**Exercise details**
Output the records below verbatim, minus the pictures.

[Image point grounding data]
········

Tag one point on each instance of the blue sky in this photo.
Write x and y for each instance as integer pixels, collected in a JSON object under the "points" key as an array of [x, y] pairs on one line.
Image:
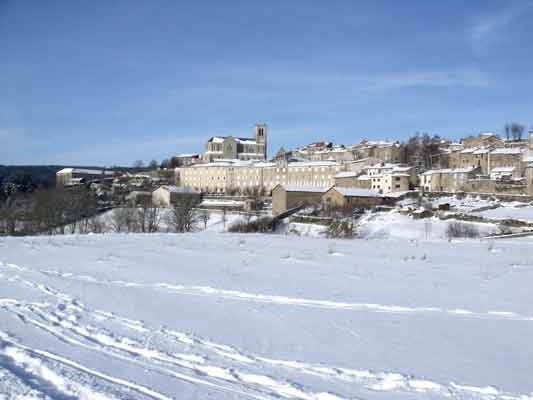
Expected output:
{"points": [[110, 82]]}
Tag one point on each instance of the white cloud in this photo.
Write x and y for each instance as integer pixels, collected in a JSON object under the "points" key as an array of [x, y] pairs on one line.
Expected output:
{"points": [[487, 28], [385, 83], [275, 79]]}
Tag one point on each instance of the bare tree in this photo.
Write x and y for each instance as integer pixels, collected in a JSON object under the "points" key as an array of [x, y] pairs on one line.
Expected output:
{"points": [[517, 130], [183, 217], [153, 164], [138, 164], [224, 217], [204, 217], [148, 217], [124, 219], [165, 164]]}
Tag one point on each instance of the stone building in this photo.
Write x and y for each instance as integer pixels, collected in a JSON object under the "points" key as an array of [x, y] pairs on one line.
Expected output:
{"points": [[286, 197], [235, 148], [343, 197], [166, 196], [228, 176], [507, 157], [184, 160], [447, 180], [76, 176], [486, 139]]}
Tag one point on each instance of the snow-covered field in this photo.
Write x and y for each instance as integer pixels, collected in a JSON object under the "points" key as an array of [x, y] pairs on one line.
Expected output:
{"points": [[223, 316], [511, 211]]}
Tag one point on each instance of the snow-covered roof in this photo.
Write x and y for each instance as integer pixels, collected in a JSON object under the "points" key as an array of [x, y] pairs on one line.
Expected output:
{"points": [[356, 192], [220, 139], [508, 150], [85, 171], [191, 155], [450, 171], [503, 169], [309, 189], [346, 174], [313, 163], [179, 189]]}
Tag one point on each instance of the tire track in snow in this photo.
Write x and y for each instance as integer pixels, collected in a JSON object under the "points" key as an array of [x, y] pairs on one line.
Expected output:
{"points": [[265, 385], [235, 295], [22, 353], [371, 380]]}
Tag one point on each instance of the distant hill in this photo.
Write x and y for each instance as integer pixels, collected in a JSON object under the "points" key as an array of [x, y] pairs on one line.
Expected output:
{"points": [[29, 177]]}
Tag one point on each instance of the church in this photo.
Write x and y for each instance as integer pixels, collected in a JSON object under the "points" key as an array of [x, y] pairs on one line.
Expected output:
{"points": [[235, 148]]}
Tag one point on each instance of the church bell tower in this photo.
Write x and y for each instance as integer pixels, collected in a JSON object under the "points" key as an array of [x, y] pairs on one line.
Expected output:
{"points": [[261, 139]]}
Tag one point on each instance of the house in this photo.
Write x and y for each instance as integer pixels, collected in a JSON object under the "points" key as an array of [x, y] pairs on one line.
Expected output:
{"points": [[235, 148], [447, 180], [227, 176], [347, 179], [500, 173], [285, 197], [76, 176], [183, 160], [139, 197], [167, 196], [343, 197], [485, 139]]}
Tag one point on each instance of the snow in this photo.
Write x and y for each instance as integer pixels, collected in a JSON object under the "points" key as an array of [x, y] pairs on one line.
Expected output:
{"points": [[522, 213], [227, 316], [221, 203], [346, 174], [356, 192], [386, 225], [310, 189]]}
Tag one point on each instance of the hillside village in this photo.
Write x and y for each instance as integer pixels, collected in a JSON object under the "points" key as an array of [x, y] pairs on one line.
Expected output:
{"points": [[379, 170]]}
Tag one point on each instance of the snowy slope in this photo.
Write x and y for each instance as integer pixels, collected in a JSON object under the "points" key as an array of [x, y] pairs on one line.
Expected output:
{"points": [[225, 316]]}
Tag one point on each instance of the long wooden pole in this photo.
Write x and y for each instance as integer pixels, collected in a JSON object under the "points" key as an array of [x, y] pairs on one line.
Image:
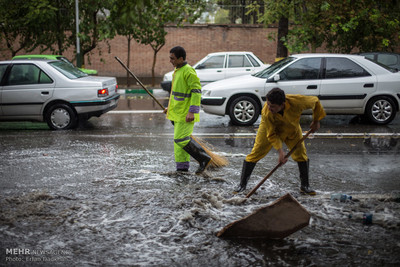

········

**Solution below**
Tag one point on each instance of the blue sky in this photo.
Write x and y for each instance as integer pixels, collected in a JSON object under the "points" key as an array of [x, y] pairs on one line.
Image:
Expected output:
{"points": [[110, 82]]}
Tag one point on each instance of the white cloud in this photo.
Write x and y for each instance as integer pixels, collected in a JSON object under the "points" key as an array of [x, y] pairs on one line.
Expected output:
{"points": [[487, 28], [385, 83], [275, 79]]}
Tag one point on each instance of the bare tree in this photo.
Write x and y for each instance as integer pixels, collected in a JSON object under the "points" key as an array of [x, y] pairs on one line.
Expected output:
{"points": [[517, 130], [183, 217], [153, 164], [138, 164], [224, 217], [204, 217], [148, 217], [124, 219], [165, 164]]}
Tag one point on each instance of the stone building in this photo.
Write x and y for each instance as integer pixels, collected in a JSON object under the "points" key as an array of [x, y] pairs on one line.
Expected output:
{"points": [[286, 197], [235, 148], [343, 197], [166, 196], [228, 176], [507, 157], [184, 160], [447, 180], [76, 176], [486, 139]]}
Tag one point on each instance of the snow-covered field in this photo.
Write x and y for each instance as integer pixels, collected in a JSON object under the "points" key as an array of [x, y] pairs on one line.
Expected output:
{"points": [[223, 316], [511, 211]]}
Tag one point on each instance of the snow-covered roof in this photo.
Write x and y for each instance as integer pixels, collected in a JSON object under the "points" key as an array of [x, y] pairs on one line.
Expected output:
{"points": [[356, 192], [220, 139], [508, 150], [85, 171], [191, 155], [450, 171], [503, 169], [309, 189], [346, 174], [313, 163], [179, 189]]}
Tag one point on each instance of the tire track in snow in this photo.
Write x and y for each instance as integer pixels, collected in a JSON object under the "points" key as an array of [x, y] pairs on one line.
Expected output:
{"points": [[265, 385], [235, 295], [22, 353], [371, 380]]}
Tag one point on each instance of the distant hill in this photo.
Write x and y for each instance as integer pixels, collected in a JSON object under the "points" key as an array of [x, y] pairs on one line.
Expected output:
{"points": [[29, 177]]}
Tag one point on each instance of the church in this photo.
Write x and y for each instance as integer pixels, collected in a JSON object under the "points" key as an array of [x, y] pairs on one line.
Expected output:
{"points": [[235, 148]]}
Tag one point on each instance of the church bell tower in this photo.
Write x and y for each instance as integer pixels, collected in a JSON object under the "points" key as an array of [x, y] pairs on one line.
Expected output:
{"points": [[261, 139]]}
Tag one point on each instance of the house in this photo.
Write x and y for each instance as integer pixels, collected in a JSON object under the "points" key as an array of [x, y] pairs on one line.
Expected output:
{"points": [[235, 148], [447, 180], [227, 176], [347, 179], [500, 173], [285, 197], [76, 176], [183, 160], [139, 197], [167, 196], [343, 197], [485, 139]]}
Tag one point on each instance of the snow in this photo.
Write x and y for each instance as integer pixels, collected in a JSON object under the "points" key as an array of [x, y] pairs on one line.
Expected output:
{"points": [[522, 213], [227, 316], [221, 203], [346, 174], [356, 192], [386, 225], [310, 189]]}
Tag one point on each instance of the hillside village in this photo.
Write x and y for each instance as integer pixels, collected in a JSON object under the "points" key as an array of [x, y] pairs on one line.
Expected output:
{"points": [[379, 170]]}
Tag one point on each instance of the snowy slope in this photo.
Write x and y for each instance as integer pixels, collected in a JSON object under the "points" key as an array of [x, y] pairs on one line.
Expected output:
{"points": [[225, 316]]}
Tag one point on each instance of the long wooden pole in this photo.
Write x and y for each instance as integer pixels, collected in a JSON object under the "points" key as an array of [x, y] pairs on one line.
Image:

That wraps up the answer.